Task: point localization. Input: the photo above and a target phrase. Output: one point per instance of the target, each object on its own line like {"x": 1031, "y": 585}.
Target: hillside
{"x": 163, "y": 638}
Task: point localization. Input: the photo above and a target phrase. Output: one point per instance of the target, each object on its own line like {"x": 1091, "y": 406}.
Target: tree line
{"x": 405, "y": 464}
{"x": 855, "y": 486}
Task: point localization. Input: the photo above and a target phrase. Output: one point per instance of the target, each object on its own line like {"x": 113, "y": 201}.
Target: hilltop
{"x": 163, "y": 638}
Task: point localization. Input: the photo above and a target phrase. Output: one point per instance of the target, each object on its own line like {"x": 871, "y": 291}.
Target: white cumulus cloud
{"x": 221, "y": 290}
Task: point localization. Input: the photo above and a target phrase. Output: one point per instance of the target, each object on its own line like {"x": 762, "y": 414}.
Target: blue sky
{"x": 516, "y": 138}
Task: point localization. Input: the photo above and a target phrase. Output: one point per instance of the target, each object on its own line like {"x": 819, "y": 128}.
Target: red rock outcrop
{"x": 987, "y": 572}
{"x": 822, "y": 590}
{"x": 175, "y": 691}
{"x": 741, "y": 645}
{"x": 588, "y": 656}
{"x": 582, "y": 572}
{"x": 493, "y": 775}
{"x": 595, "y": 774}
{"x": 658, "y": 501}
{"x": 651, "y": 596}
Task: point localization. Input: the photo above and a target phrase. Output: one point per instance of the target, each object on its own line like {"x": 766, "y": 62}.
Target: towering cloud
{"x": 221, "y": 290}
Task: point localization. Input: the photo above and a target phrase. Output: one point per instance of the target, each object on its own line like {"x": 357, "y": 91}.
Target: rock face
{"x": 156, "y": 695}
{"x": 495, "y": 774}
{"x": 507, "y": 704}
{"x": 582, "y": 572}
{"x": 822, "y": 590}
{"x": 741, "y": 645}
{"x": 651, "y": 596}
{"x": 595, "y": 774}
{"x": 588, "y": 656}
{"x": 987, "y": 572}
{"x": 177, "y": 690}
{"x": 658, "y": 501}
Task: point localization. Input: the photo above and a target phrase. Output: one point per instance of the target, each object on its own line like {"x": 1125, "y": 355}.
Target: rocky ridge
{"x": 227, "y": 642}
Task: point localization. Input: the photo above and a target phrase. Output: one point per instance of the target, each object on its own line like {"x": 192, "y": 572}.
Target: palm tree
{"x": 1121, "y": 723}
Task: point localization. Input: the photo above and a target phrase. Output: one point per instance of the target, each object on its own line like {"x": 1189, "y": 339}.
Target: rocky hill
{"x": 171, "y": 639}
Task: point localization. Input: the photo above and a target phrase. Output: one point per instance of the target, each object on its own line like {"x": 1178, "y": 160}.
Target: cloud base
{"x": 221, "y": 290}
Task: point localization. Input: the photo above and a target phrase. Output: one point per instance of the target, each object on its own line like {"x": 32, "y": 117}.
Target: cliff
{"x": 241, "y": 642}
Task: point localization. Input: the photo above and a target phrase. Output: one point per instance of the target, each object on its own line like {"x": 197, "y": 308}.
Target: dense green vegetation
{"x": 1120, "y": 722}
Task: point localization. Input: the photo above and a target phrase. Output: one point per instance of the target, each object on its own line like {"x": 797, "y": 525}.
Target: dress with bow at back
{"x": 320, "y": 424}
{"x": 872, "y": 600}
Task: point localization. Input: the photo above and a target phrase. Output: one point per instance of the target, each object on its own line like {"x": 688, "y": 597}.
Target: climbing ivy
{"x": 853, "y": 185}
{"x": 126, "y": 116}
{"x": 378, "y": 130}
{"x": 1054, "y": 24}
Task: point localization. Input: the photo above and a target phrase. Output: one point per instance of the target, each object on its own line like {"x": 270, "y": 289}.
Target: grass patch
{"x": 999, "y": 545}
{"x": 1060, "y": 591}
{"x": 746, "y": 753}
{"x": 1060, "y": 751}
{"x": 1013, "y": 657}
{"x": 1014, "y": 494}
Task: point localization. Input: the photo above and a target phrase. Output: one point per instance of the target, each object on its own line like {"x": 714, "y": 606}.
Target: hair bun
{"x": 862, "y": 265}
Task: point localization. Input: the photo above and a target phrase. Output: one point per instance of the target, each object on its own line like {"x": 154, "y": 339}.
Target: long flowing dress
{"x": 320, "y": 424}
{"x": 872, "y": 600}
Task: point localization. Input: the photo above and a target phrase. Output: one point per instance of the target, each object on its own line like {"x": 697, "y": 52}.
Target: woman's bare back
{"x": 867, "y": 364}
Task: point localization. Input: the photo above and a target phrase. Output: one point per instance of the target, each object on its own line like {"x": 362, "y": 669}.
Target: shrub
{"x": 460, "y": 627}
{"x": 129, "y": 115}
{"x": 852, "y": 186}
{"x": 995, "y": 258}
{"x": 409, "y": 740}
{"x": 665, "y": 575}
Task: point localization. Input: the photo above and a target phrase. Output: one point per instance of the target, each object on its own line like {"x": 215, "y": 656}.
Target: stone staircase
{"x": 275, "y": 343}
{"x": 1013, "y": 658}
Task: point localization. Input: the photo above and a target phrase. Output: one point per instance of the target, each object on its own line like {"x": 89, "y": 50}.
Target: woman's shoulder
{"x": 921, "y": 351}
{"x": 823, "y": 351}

Exercise instructions
Count the lines above that contain the string "back", treating case as significant. Reply with the number alone.

Answer to this problem
2